Brief:
Print all the data that follows exactly, images excluded.

Start of Records provided

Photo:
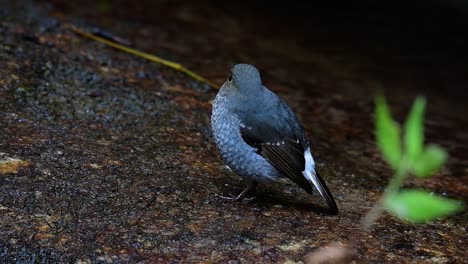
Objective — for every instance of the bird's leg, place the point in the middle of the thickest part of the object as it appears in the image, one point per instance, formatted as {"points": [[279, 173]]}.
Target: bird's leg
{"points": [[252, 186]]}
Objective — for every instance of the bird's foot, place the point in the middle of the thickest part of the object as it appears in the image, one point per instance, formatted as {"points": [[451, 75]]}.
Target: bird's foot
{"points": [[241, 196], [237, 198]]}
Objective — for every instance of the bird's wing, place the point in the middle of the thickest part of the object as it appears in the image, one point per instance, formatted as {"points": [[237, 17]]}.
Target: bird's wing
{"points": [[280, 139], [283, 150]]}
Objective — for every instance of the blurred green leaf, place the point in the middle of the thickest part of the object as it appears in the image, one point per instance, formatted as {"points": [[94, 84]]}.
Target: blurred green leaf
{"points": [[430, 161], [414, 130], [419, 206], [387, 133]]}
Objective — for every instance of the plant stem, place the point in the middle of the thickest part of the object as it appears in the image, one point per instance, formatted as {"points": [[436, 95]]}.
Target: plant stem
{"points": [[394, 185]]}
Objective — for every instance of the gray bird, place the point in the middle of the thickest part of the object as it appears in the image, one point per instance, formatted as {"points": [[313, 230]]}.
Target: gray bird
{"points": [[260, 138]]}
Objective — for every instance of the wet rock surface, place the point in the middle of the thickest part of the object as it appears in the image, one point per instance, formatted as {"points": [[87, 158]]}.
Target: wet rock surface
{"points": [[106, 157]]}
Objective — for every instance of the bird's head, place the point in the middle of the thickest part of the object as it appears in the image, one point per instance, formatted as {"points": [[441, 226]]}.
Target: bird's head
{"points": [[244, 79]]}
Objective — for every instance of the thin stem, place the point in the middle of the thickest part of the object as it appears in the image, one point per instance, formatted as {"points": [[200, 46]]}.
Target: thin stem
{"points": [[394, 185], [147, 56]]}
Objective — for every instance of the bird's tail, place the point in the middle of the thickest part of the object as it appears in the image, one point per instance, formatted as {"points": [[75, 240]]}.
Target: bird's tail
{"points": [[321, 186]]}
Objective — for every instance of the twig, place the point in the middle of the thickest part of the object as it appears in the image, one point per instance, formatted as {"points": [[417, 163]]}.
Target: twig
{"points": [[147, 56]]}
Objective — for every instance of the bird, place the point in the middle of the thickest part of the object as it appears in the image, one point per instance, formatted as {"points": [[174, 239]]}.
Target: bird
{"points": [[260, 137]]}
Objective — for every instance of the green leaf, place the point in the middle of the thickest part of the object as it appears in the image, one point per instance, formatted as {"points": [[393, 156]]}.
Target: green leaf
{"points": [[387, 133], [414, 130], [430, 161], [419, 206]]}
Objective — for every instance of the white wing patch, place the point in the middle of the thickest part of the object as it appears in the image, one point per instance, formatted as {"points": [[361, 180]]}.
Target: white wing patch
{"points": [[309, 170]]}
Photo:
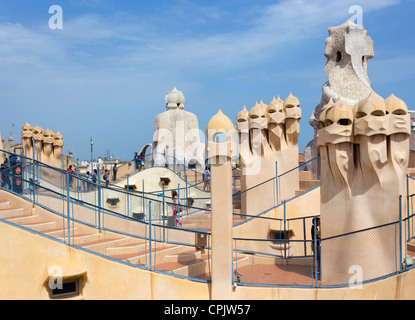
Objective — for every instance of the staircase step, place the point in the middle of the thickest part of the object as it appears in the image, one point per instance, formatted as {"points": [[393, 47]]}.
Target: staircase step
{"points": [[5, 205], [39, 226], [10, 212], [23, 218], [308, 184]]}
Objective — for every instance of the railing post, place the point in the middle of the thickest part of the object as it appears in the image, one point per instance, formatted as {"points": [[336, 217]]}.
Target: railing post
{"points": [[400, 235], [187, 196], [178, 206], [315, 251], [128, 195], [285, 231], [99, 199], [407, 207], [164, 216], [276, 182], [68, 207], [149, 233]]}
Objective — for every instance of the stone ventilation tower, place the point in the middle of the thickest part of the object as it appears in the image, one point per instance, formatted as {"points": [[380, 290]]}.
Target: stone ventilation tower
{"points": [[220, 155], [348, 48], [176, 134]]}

End of Records provided

Answer box:
Photo:
Objective — for every instance of the bird's leg, place the point in the middle of the thickest part of the object as it appears in the image, one point per instance, formatted as {"points": [[279, 173]]}.
Target: bird's leg
{"points": [[252, 186]]}
Objective — for every instance of the bird's foot, place the point in the middle of the thickest part of the object as it appears in the image, one point per instance, formatted as {"points": [[451, 75]]}.
Target: bird's foot
{"points": [[241, 196], [237, 198]]}
Objective — for every instance of the bird's wing, place the point in the middle of the thickest part of the object as it appears in the image, one point per instance, formatted as {"points": [[237, 17]]}.
Target: bird's wing
{"points": [[280, 139], [283, 150]]}
Objective — for every instance of the blurred green leaf, place the point in the middle of the thickest part of the object as it appears in the image, one point per instance, formatted as {"points": [[94, 84]]}.
Target: blurred green leaf
{"points": [[430, 161], [414, 130], [419, 206], [387, 133]]}
Objective — for every instance of the plant stem, place the point in the middle of the thickest part of the object as it appears in the image, one point per instance, formatted as {"points": [[436, 95]]}.
Target: plant stem
{"points": [[394, 185]]}
Objective — for every instance of the gray bird, place the point in the middle of the thickest part of the object as it appears in the image, one point per instance, formatted as {"points": [[313, 230]]}.
Target: gray bird
{"points": [[260, 138]]}
Objective — for every instance of the wet rock surface, place the point in the middle of the thickest part of the object as it appears in the image, one point per instance, formatted as {"points": [[87, 158]]}.
Target: wet rock surface
{"points": [[106, 157]]}
Objective — for every instance of the bird's head, place the point in the middle of the thickest part of the object as it appears in the image, one point per instance, formatted as {"points": [[441, 226]]}.
Target: bird's head
{"points": [[244, 79]]}
Objective — for every instance of the thin stem, place the point in the middle of the thickest part of the object as it appears in the image, one point per instance, formatted as {"points": [[200, 46]]}.
Target: thin stem
{"points": [[394, 185], [147, 56]]}
Objective — for every instance of the bird's tail, place the point in the middle of the thickest part of the object as it appears in the image, one point per instance, formatted as {"points": [[75, 240]]}.
Target: bird's tail
{"points": [[321, 186]]}
Objective — for every instance of the twig, place the point in the middle of the thickest part of the object as it appears in the image, one point per instance, formatted as {"points": [[417, 163]]}.
Target: twig
{"points": [[147, 56]]}
Objective — for every instance of the bird, place the point in the middle of the thickest part of the object as it appears in the image, one point per instance, formatted as {"points": [[174, 239]]}.
Target: bird
{"points": [[260, 137]]}
Objective — for every instance of the green leaf, place the point in the middle of the thickest part of the object as it appears in the image, one point per instance, formatted as {"points": [[393, 156]]}.
Target: green leaf
{"points": [[387, 133], [414, 130], [430, 161], [419, 206]]}
Objective — for every instance of the white wing patch, place the point in the middle of the thickest part of the object as it appears in the image, one point per instance, formatted as {"points": [[361, 180]]}.
Target: white wing patch
{"points": [[309, 170]]}
Photo:
Objective — for every instance of the staircase step, place the point in the middle of the thickest part of the object as it appears in the image, one point per instance, formatted as {"points": [[393, 47]]}.
Target: staircase step
{"points": [[5, 205], [39, 226], [10, 212], [23, 218], [308, 184]]}
Objective — for every instance of the railing post, place the point in the middle of the thickest part of the object as it appears in the image, one point per instance, formatted as {"points": [[336, 217]]}.
Target: railing post
{"points": [[400, 235], [187, 196], [178, 206], [315, 251], [128, 195], [285, 231], [99, 199], [407, 207], [164, 216], [276, 182], [68, 207], [149, 233]]}
Objective — for every instance of the stone ventilation tower, place the point in the middle of the thickest part of the object as it appears in the image, one point per instance, formatted as {"points": [[380, 290]]}.
Target: stone ventilation tower
{"points": [[220, 155], [348, 48], [176, 134]]}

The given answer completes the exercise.